(Stored items)
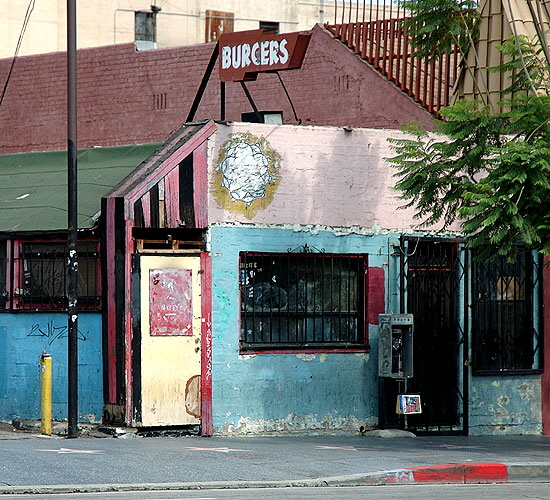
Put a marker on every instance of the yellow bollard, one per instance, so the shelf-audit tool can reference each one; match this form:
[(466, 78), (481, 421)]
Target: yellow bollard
[(46, 378)]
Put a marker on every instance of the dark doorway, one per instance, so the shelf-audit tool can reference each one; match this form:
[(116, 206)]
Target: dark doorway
[(432, 284), (433, 272)]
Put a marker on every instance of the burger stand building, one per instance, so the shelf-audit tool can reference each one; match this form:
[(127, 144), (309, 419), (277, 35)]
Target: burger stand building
[(244, 271)]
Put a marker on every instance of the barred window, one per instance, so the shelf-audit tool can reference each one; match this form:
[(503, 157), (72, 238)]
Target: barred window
[(42, 277), (302, 301), (505, 323), (4, 287)]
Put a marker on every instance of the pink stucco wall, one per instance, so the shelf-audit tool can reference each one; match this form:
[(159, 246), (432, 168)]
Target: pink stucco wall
[(129, 97), (328, 176)]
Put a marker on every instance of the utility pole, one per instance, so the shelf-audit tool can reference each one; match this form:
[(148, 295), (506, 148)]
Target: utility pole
[(72, 258)]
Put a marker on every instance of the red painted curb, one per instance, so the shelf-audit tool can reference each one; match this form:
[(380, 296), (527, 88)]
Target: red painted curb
[(485, 472)]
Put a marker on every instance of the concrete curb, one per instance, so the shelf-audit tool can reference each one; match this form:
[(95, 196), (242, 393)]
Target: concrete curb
[(458, 473), (465, 473)]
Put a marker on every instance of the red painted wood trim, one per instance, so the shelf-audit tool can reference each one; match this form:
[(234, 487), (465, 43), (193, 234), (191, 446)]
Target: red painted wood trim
[(200, 188), (111, 312), (545, 379), (206, 345), (146, 208), (171, 162), (307, 351), (172, 198), (128, 334)]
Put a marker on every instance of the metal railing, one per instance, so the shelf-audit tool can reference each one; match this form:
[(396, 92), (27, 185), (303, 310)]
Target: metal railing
[(376, 33)]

__ASSIGNMENT__
Nothing should appear in the answer except the lines from the one containing "[(380, 296), (527, 88)]" to the end of the data above, reproduced exactly.

__THE COMPLETED TASK__
[(380, 296), (527, 88)]
Target: red painted curb
[(485, 472)]
Put a marker on every instance of the concrete curb, one per instance, so the shelf-audit tool can reference each one; match this form:
[(95, 196), (242, 393)]
Target: concrete curb
[(458, 473), (465, 473)]
Put a marker on every instance of the red painted wood trim, one per instance, so the shelf-audit tool can reference each one; match this form:
[(234, 487), (465, 43), (193, 234), (191, 446)]
Target: red painted wood trim
[(200, 188), (111, 312), (545, 379), (206, 345), (146, 208), (171, 162), (307, 351), (172, 198), (128, 334)]
Put a marker on every instance of the metal railing, one per instance, so the shelf-audit tool can reference each one; match this form:
[(396, 92), (27, 185), (303, 310)]
Target: metal railing
[(376, 33)]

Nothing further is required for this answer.